■ **Source records**
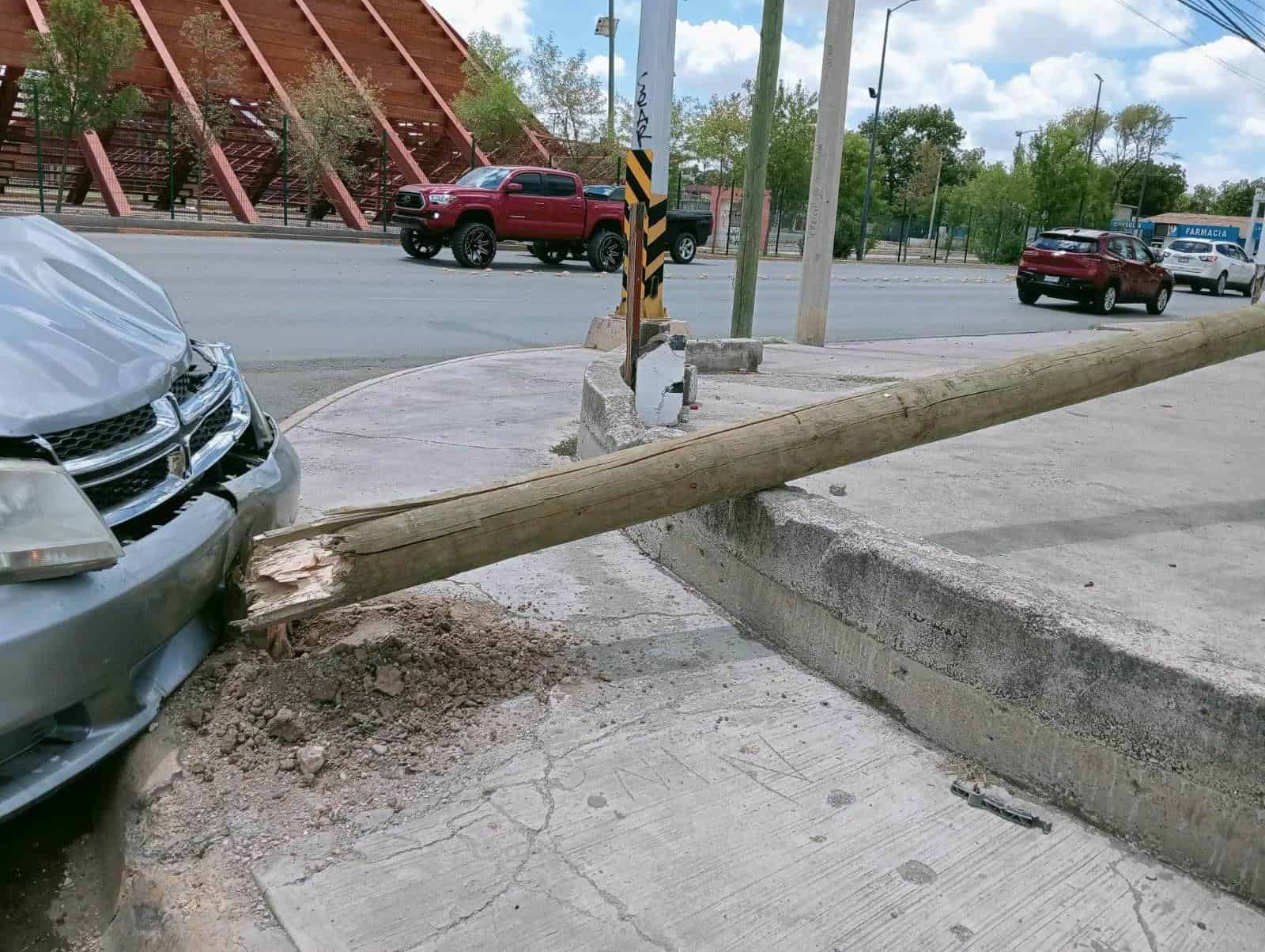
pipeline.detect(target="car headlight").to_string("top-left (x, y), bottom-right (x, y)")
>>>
top-left (0, 459), bottom-right (123, 582)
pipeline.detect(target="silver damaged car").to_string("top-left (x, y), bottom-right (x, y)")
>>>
top-left (0, 217), bottom-right (299, 820)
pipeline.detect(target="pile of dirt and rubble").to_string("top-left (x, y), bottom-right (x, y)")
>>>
top-left (120, 594), bottom-right (586, 946)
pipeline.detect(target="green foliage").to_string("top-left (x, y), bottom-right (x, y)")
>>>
top-left (175, 10), bottom-right (245, 221)
top-left (453, 30), bottom-right (531, 151)
top-left (1175, 185), bottom-right (1217, 215)
top-left (858, 103), bottom-right (979, 204)
top-left (1212, 179), bottom-right (1265, 215)
top-left (1120, 162), bottom-right (1184, 217)
top-left (23, 0), bottom-right (145, 211)
top-left (768, 81), bottom-right (818, 205)
top-left (281, 55), bottom-right (382, 225)
top-left (1023, 123), bottom-right (1089, 227)
top-left (689, 93), bottom-right (751, 185)
top-left (527, 33), bottom-right (606, 148)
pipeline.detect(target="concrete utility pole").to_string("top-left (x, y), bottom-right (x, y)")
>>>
top-left (729, 0), bottom-right (784, 337)
top-left (632, 0), bottom-right (677, 195)
top-left (789, 0), bottom-right (856, 347)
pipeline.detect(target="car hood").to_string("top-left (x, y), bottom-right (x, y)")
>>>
top-left (0, 217), bottom-right (190, 436)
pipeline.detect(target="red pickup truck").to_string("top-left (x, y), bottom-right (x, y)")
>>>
top-left (391, 166), bottom-right (624, 271)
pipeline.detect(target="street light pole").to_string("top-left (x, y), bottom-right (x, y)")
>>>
top-left (856, 0), bottom-right (915, 261)
top-left (606, 0), bottom-right (615, 142)
top-left (1077, 74), bottom-right (1103, 228)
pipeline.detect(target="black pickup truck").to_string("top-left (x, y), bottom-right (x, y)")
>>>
top-left (577, 185), bottom-right (712, 265)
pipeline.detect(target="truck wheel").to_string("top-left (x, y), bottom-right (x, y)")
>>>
top-left (588, 228), bottom-right (624, 271)
top-left (453, 221), bottom-right (496, 267)
top-left (672, 232), bottom-right (698, 265)
top-left (400, 228), bottom-right (444, 261)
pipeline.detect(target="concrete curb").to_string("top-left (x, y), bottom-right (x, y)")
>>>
top-left (577, 354), bottom-right (1265, 903)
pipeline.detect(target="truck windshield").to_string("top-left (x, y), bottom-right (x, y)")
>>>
top-left (457, 166), bottom-right (510, 191)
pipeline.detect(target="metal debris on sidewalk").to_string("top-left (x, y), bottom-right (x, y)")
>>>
top-left (949, 780), bottom-right (1054, 833)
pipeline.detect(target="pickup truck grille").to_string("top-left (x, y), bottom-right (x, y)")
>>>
top-left (44, 357), bottom-right (251, 525)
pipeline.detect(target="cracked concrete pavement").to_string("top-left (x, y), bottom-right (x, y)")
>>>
top-left (262, 348), bottom-right (1265, 952)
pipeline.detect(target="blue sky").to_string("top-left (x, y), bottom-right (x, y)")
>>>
top-left (430, 0), bottom-right (1265, 185)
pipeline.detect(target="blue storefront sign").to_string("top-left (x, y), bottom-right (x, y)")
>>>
top-left (1169, 225), bottom-right (1240, 243)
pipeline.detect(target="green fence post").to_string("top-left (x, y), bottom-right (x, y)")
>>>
top-left (281, 115), bottom-right (289, 227)
top-left (167, 100), bottom-right (176, 221)
top-left (32, 86), bottom-right (44, 215)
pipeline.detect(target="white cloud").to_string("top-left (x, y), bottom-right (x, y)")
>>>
top-left (675, 21), bottom-right (821, 95)
top-left (586, 53), bottom-right (628, 80)
top-left (430, 0), bottom-right (531, 47)
top-left (1146, 36), bottom-right (1265, 101)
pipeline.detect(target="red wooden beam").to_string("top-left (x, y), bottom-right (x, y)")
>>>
top-left (213, 0), bottom-right (369, 232)
top-left (293, 0), bottom-right (430, 185)
top-left (131, 0), bottom-right (259, 225)
top-left (361, 0), bottom-right (491, 166)
top-left (0, 66), bottom-right (27, 145)
top-left (417, 0), bottom-right (549, 161)
top-left (27, 0), bottom-right (131, 217)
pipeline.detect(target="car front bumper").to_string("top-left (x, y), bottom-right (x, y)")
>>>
top-left (0, 424), bottom-right (299, 820)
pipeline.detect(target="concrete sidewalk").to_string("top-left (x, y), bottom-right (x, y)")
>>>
top-left (239, 335), bottom-right (1265, 952)
top-left (688, 322), bottom-right (1265, 686)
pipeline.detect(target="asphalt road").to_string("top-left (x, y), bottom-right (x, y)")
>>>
top-left (91, 236), bottom-right (1242, 417)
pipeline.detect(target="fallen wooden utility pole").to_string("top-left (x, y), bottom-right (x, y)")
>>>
top-left (236, 308), bottom-right (1265, 629)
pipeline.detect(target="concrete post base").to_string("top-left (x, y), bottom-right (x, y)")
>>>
top-left (584, 318), bottom-right (689, 350)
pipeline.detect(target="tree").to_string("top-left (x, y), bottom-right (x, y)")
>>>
top-left (1212, 179), bottom-right (1265, 215)
top-left (1120, 162), bottom-right (1184, 217)
top-left (23, 0), bottom-right (145, 211)
top-left (858, 104), bottom-right (966, 202)
top-left (176, 10), bottom-right (245, 221)
top-left (527, 33), bottom-right (606, 151)
top-left (1096, 103), bottom-right (1174, 205)
top-left (453, 30), bottom-right (531, 154)
top-left (691, 93), bottom-right (751, 185)
top-left (1025, 122), bottom-right (1088, 227)
top-left (751, 81), bottom-right (818, 205)
top-left (900, 139), bottom-right (944, 206)
top-left (281, 55), bottom-right (382, 228)
top-left (1176, 185), bottom-right (1217, 215)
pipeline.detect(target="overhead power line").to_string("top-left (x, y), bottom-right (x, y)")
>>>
top-left (1116, 0), bottom-right (1265, 93)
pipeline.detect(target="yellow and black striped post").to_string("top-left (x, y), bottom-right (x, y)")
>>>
top-left (615, 149), bottom-right (668, 320)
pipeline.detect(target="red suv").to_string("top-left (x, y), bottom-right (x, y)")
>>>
top-left (1014, 228), bottom-right (1172, 314)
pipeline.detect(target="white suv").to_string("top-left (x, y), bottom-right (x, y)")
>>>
top-left (1160, 238), bottom-right (1256, 297)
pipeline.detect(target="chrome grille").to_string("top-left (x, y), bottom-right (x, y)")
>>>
top-left (84, 457), bottom-right (168, 512)
top-left (36, 347), bottom-right (251, 525)
top-left (44, 405), bottom-right (158, 462)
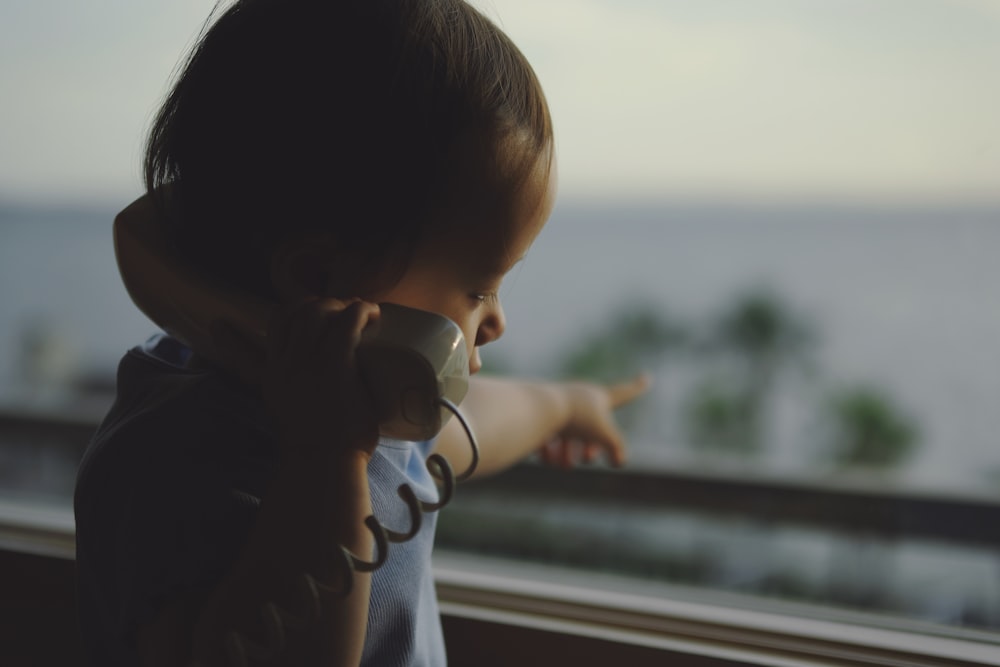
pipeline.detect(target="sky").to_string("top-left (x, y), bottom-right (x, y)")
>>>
top-left (0, 0), bottom-right (1000, 205)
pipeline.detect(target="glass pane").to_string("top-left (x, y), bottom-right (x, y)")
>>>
top-left (0, 0), bottom-right (1000, 631)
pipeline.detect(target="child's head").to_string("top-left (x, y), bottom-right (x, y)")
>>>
top-left (145, 0), bottom-right (553, 310)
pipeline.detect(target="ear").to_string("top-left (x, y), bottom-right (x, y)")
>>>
top-left (271, 233), bottom-right (372, 301)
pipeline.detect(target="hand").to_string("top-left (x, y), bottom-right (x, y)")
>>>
top-left (538, 373), bottom-right (651, 468)
top-left (261, 299), bottom-right (379, 456)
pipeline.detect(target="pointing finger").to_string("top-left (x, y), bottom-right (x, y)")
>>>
top-left (608, 373), bottom-right (653, 408)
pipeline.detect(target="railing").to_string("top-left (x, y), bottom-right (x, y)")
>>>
top-left (0, 411), bottom-right (1000, 665)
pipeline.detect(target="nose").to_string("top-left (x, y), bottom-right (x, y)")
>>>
top-left (476, 302), bottom-right (507, 347)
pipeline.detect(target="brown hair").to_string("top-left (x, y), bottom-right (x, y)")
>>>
top-left (145, 0), bottom-right (552, 293)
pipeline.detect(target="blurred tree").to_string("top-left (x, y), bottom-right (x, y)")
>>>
top-left (556, 301), bottom-right (688, 436)
top-left (686, 381), bottom-right (757, 455)
top-left (828, 387), bottom-right (919, 470)
top-left (685, 290), bottom-right (815, 455)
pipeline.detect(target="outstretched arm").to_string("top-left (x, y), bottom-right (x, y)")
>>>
top-left (436, 375), bottom-right (649, 476)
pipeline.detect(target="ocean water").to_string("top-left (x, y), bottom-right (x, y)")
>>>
top-left (0, 202), bottom-right (1000, 495)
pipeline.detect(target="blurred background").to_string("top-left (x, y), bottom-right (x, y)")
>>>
top-left (0, 0), bottom-right (1000, 632)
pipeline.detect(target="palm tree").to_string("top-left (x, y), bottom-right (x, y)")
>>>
top-left (828, 387), bottom-right (919, 470)
top-left (686, 290), bottom-right (815, 455)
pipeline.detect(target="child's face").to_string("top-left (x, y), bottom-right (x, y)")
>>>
top-left (371, 150), bottom-right (556, 373)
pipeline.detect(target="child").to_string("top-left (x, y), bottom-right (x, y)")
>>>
top-left (75, 0), bottom-right (645, 666)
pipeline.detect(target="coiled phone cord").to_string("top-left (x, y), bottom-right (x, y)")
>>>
top-left (203, 397), bottom-right (479, 667)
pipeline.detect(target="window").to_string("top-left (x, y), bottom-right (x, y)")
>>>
top-left (0, 0), bottom-right (1000, 659)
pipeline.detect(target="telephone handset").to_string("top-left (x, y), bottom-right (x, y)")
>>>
top-left (114, 195), bottom-right (469, 441)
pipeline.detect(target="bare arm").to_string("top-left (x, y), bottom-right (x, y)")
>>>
top-left (138, 301), bottom-right (378, 667)
top-left (138, 452), bottom-right (373, 667)
top-left (436, 375), bottom-right (649, 475)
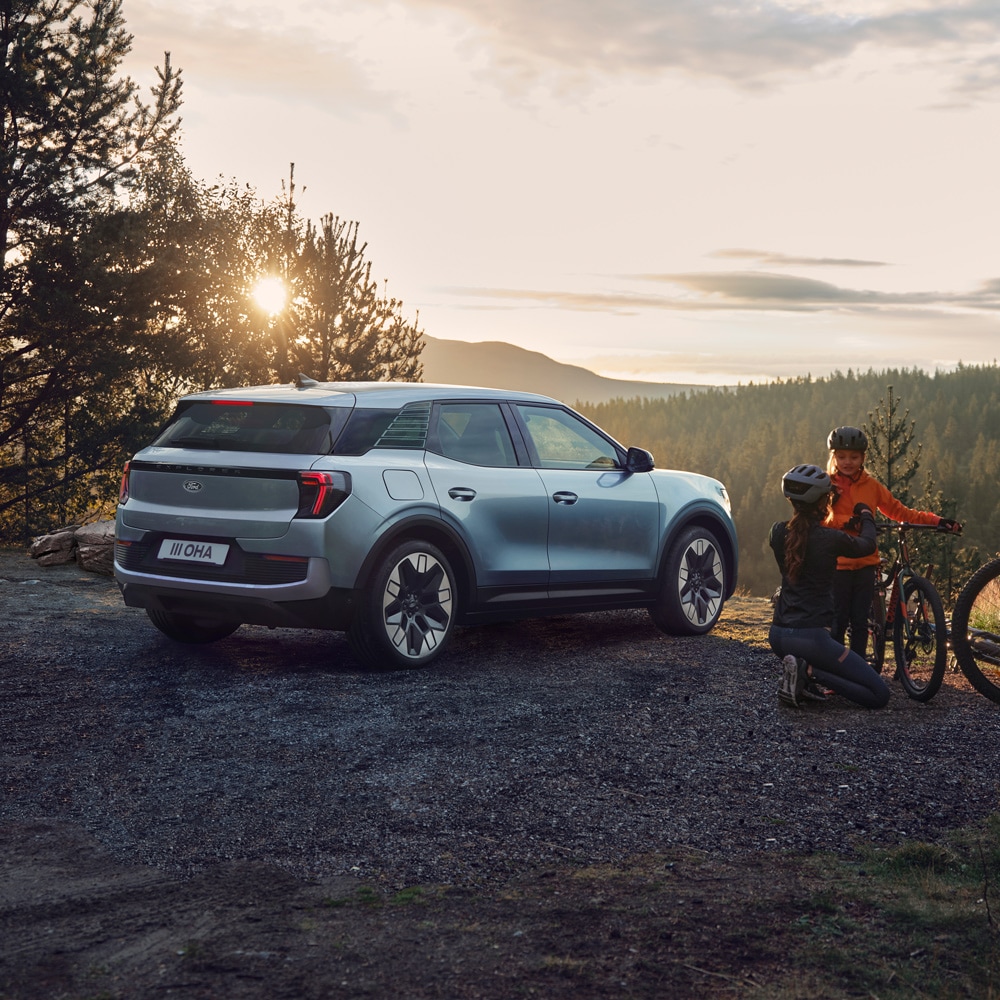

■ **Exercise**
Reproduce the material from its start through the line containing "top-left (120, 594), bottom-right (586, 946)", swapping "pipeline" for "detector" and leaving everything else unchanged. Omit the pictures.

■ **Response to the task**
detector.detect(target="car headlight").to_string("top-left (x, y), bottom-right (x, y)")
>>>
top-left (0, 459), bottom-right (123, 582)
detector.detect(target="silver damaged car").to_string("top-left (x, y), bottom-right (x, y)")
>>>
top-left (0, 217), bottom-right (299, 820)
detector.detect(target="pile of dirt and rubble").to_string("top-left (x, y), bottom-right (x, y)")
>>>
top-left (120, 594), bottom-right (586, 946)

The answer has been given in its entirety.